**PASSAGE**
______________________________
The second is the Court’s determination to go beyond the judgment of the ECtHR in Oliari. Consistent with the judgment in Oliari, the Court could simply have declared the marriage law to be incompatible with the right to a private life, guaranteed by s9 of the Constitution, leaving it to the Caymanian Government, or in the last rest the UK Government, to decide how and when to introduce legislation providing for civil unions.
The third is the Court’s adoption of a twin track approach to the issue of determining compatibility with the Constitution by categorising laws as pre- and post-Constitution: the former being susceptible to modification, while the latter may be declared incompatible or construed so as to bring them into conformity with the Bill of Rights, but only if their compatibility with the Bill of Rights is unclear or ambiguous. Such a twin track approach is novel and support for this approach, such as it is, lies buried very deep in the text of the Constitution.
The fourth is the Court’s deployment of the modifications clause in a manner that is, arguably, more radical than it has ever previously been deployed by the Judicial Committee of the Privy Council (JCPC) to rewrite the Marriage Law to include same sex couples.
______________________________
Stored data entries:
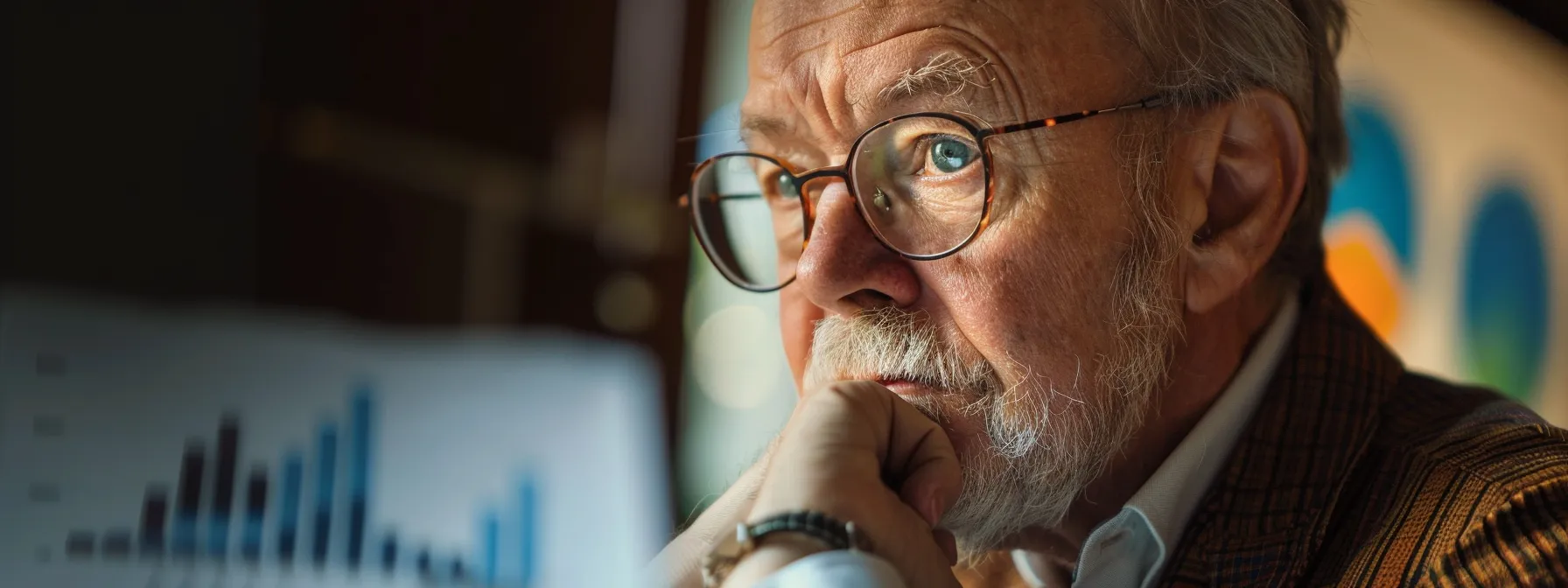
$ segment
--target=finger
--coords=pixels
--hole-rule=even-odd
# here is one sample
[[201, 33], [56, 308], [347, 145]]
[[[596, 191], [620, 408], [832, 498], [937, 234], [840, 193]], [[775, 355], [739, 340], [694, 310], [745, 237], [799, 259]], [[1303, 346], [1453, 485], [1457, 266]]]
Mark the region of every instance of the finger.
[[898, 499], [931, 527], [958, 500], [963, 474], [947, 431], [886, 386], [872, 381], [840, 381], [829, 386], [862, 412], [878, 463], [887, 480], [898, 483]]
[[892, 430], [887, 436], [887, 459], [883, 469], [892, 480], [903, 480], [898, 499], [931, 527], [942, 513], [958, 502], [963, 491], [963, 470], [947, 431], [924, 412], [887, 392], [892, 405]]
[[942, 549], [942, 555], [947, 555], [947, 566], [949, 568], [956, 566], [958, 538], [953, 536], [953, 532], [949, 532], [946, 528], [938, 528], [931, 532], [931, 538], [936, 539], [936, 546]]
______________________________
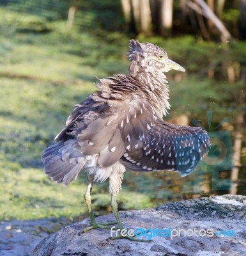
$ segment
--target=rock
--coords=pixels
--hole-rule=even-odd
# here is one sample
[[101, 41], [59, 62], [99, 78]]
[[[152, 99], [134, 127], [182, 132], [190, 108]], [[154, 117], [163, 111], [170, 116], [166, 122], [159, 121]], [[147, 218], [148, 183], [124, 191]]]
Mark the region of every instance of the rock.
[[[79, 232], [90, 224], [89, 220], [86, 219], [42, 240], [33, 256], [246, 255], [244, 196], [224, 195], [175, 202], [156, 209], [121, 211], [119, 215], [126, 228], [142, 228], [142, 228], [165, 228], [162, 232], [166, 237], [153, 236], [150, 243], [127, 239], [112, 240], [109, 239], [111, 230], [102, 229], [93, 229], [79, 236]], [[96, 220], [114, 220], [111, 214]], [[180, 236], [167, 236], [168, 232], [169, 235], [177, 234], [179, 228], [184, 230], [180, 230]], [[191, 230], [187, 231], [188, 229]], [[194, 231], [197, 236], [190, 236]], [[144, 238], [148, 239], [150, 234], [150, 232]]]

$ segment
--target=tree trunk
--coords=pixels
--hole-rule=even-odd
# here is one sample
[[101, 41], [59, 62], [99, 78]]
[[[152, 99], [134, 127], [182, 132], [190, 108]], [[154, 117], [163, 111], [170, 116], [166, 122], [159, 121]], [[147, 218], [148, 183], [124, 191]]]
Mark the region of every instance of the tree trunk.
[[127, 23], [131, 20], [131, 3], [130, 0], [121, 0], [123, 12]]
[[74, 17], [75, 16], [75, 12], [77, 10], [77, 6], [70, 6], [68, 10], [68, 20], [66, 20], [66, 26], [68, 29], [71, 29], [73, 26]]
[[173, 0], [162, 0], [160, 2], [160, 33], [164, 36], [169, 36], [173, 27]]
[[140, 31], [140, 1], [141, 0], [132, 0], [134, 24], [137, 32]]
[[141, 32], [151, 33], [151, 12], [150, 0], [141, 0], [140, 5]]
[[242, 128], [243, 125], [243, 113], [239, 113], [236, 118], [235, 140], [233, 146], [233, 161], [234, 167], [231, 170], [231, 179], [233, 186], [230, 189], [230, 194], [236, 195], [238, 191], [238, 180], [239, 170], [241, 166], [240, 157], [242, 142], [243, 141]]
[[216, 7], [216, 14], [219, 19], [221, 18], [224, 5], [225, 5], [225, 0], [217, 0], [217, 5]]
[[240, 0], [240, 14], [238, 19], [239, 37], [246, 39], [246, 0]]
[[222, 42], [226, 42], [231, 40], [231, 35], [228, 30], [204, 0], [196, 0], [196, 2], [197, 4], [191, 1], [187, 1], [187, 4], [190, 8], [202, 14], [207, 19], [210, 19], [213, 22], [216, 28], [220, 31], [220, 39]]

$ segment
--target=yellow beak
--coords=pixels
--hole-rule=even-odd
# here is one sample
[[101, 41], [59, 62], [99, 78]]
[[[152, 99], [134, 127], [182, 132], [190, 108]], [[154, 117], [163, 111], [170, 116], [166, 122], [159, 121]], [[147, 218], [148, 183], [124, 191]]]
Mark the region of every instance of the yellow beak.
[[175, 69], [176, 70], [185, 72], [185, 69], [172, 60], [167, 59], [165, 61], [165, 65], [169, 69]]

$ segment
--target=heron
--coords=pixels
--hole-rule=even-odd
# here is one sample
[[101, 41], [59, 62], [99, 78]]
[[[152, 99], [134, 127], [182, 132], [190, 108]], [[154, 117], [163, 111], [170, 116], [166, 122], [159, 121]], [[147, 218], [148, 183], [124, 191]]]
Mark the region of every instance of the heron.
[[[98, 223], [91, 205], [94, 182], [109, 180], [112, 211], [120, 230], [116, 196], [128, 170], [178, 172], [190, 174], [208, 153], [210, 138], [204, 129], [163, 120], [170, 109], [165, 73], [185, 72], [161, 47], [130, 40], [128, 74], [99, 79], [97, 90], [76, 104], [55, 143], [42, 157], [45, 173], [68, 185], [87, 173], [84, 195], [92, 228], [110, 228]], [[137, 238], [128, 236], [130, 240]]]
______________________________
**SET PROBLEM A**
Rewrite the paragraph of the passage on the Court's marriage ruling that begins "The third is the Court's adoption" as a short bulleted list that keeps its main facts.
**SET PROBLEM B**
According to the passage on the Court's marriage ruling, which section of the Constitution guarantees the right to a private life?
**SET PROBLEM C**
Write a continuation of the passage on the Court's marriage ruling, beginning right after its final sentence.

**WRITTEN REPLY A**
- The Court took a twin track approach to deciding whether laws are compatible with the Constitution.
- It sorted laws into pre-Constitution and post-Constitution categories.
- Pre-Constitution laws can be modified.
- Post-Constitution laws can be declared incompatible, or construed to conform with the Bill of Rights, but only where their compatibility is unclear or ambiguous.
- This approach is novel, and what support it has lies buried very deep in the text of the Constitution.

**WRITTEN REPLY B**
Section 9 (s9) of the Constitution.

**WRITTEN REPLY C**
Unsurprisingly, the judgment has been welcomed by the LGBT+ community in the Cayman Islands and will, doubtless, be prayed in aid by LGBT+ groups in the other COTs calling for the introduction of same sex marriage. The judgment will also come as a mighty relief to the UK Government, which has expressed its unequivocal support for the introduction of same sex marriage in its COTs but has consistently refused to intervene on the issue in either the Cayman Islands or Bermuda.
In the case of Bermuda, for example, under the terms of its Constitution the Secretary of State for the Commonwealth and UN could have instructed the Governor to refuse to his assent to the Domestic Partnership Act, which replaced same sex marriage with civil unions.
In the case of the Cayman Islands, if the Cayman Islands Government’s refused to do so, it was always open to the UK Government to issue an Order-in-Council implementing same sex marriage, just as it had previously done in the cases of the death penalty and the decriminalisation of homosexuality.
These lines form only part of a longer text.